--- Short problem 1 ---
From the entries further down, extract verbatim the stretch from the line containing "of the downspout" through the line containing "<point>867,28</point>", including both of those lines.

--- Text section ---
○ ○ ○ ○
Deacon-structing Doctrine part 4: Capital Punishment

Deacon Pedro

December 9, 2018
Christian Gohl holds a sign during a vigil outside St. Louis University College Church ahead of the execution of death-row inmate Herbert Smulls of St. Louis. Smulls, was executed Jan. 29, 2014. Convicted in a 1991 murder committed during a jewelry store robbery, Smulls was granted a temporary stay of execution by the U.S. Supreme Court but his appeals ran out and he was put to death by lethal injection. (CNS photo/Lisa Johnston, St. Louis Review)
For the last couple of weeks we've been looking at what Church Doctrine is and why it cannot change. First we defined Doctrine and Dogma and then we tried to come up with a list of Doctrines.
Last week we saw some examples of teachings that have changed but that do not represent a change in Doctrine (because Doctrine cannot change).
In August of this year, the Vatican announced that Pope Francis had changed the Catholic teaching on the death penalty. This is what started me thinking about how Catholic Doctrine can change or not because a lot of people complained that the pope could not make such a change. Yet the Holy Father in his statement said that he wasn’t “in any way contradicting past teaching,” and that his request “in no way represents a change in doctrine.”
At the time, my colleague, Sebastian Gomes, wrote about this. Perhaps all you need to do is read his post from August 2018. Sebastian does a really good job of explaining “development of doctrine.”
I did, however, do some research into the matter to show how our understanding of the death penalty has changed which allows for the Church to say that capital punishment is now inadmissible, and I concluded that, in fact, this is not really developing Doctrine. The Doctrine has not changed because the Church's allowance for capital punishment is not Doctrine.
What has changed is everything around it and therefore how we apply the Doctrine.
Let’s look at what the 1997 Catechism (Second Edition) says:
“Assuming that the guilty party’s identity and responsibility have been fully determined, the traditional teaching of the Church does not exclude recourse to the death penalty, if this is the only possible way of effectively defending human lives against the unjust aggressor.” (CCC 2267. Emphasis my own.)
By "traditional teaching of the Church", it refers to the teaching on “thou shalt not kill” (which is the Dogma in this case).
If you pull out your 1992 hard copy of the Catechism, you will see that paragraph 2267 is completely different. That’s because Pope John Paul II made a change to this very paragraph in 1997.

The Gospel of Life

In 1995, Pope John Paul II wrote about the death penalty in his Encyclical Evangelium Vitae. In speaking about how there is a new sensitivity about the legitimacy of war (which can be admissible when it is just), he writes:
“In the same perspective there is evidence of a growing public opposition to the death penalty, even when such a penalty is seen as a kind of ‘legitimate defence’ on the part of society. Modern society in fact has the means of effectively suppressing crime by rendering criminals harmless without definitively denying them the chance to reform.” (EV 27)
Further down, speaking about legitimate defense, he writes:
“This is the context in which to place the problem of the death penalty. On this matter there is a growing tendency, both in the Church and in civil society, to demand that it be applied in a very limited way or even that it be abolished completely. The problem must be viewed in the context of a system of penal justice ever more in line with human dignity and thus, in the end, with God's plan for man and society. The primary purpose of the punishment which society inflicts is ‘to redress the disorder caused by the offence.’ Public authority must redress the violation of personal and social rights by imposing on the offender an adequate punishment for the crime, as a condition for the offender to regain the exercise of his or her freedom. In this way authority also fulfills the purpose of defending public order and ensuring people's safety, while at the same time offering the offender an incentive and help to change his or her behaviour and be rehabilitated.
○ ○ ○ ○
--- Short problem 2 ---
Copy the stretch of the capital punishment post from "For the last" through "list of Doctrines." word for word.
○ ○ ○ ○
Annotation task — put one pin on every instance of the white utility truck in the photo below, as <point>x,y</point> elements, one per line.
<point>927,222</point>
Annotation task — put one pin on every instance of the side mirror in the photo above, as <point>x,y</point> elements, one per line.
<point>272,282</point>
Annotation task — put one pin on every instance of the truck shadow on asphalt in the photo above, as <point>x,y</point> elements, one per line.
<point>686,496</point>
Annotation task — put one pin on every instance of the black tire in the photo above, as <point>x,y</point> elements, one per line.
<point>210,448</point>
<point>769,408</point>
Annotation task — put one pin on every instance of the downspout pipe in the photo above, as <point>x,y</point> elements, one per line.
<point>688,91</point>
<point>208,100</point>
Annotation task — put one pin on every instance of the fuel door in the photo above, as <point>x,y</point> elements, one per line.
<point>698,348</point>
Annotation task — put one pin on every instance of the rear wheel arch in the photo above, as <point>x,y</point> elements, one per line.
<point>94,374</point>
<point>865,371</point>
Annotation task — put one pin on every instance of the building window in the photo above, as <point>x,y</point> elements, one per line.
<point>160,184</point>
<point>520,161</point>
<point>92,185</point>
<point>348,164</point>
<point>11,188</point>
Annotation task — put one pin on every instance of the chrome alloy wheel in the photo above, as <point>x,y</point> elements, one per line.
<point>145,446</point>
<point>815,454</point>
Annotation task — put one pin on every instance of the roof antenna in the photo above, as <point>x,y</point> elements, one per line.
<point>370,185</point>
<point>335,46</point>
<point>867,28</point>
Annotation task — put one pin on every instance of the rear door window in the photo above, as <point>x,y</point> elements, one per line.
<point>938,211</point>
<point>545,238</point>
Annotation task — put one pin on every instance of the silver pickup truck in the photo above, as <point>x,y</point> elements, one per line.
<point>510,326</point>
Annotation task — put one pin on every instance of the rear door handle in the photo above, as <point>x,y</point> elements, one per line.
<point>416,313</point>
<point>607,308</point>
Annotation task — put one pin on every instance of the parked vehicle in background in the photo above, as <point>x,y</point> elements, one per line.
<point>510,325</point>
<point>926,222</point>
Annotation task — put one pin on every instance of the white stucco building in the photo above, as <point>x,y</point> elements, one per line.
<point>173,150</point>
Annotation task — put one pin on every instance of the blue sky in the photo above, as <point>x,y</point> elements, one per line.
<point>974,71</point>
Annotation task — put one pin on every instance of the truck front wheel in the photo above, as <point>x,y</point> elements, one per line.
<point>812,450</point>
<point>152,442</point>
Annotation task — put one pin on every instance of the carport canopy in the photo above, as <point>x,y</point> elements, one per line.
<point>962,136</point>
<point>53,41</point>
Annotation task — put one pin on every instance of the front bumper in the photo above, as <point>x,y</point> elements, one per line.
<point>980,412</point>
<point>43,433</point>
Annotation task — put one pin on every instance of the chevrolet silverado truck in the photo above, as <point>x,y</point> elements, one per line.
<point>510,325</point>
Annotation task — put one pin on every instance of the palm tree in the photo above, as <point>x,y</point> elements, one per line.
○ ○ ○ ○
--- Answer 1 ---
Annotation task — put one pin on every instance of the downspout pipe in the photo above, as <point>x,y</point> elements, one per line.
<point>688,91</point>
<point>208,100</point>
Annotation task — put one pin on every instance of the fuel door in the photo above, as <point>x,y</point> elements, one per line.
<point>698,348</point>
Annotation task — put one pin on every instance of the rear wheel arch in the photo above, as <point>x,y</point> elements, one per line.
<point>94,374</point>
<point>865,371</point>
Annotation task — put one pin on every instance of the building window in the photo above, as <point>x,y</point> elements, one per line.
<point>160,184</point>
<point>520,161</point>
<point>92,185</point>
<point>348,164</point>
<point>11,188</point>
Annotation task — put one pin on every instance of the chrome alloy wheel in the photo above, as <point>x,y</point> elements, one per line.
<point>145,446</point>
<point>815,454</point>
Annotation task — put one pin on every instance of the roof antenna in the photo above, as <point>x,y</point> elements, one per line.
<point>370,185</point>
<point>335,46</point>
<point>867,28</point>

--- Answer 2 ---
For the last couple of weeks we've been looking at what Church Doctrine is and why it cannot change. First we defined Doctrine and Dogma and then we tried to come up with a list of Doctrines.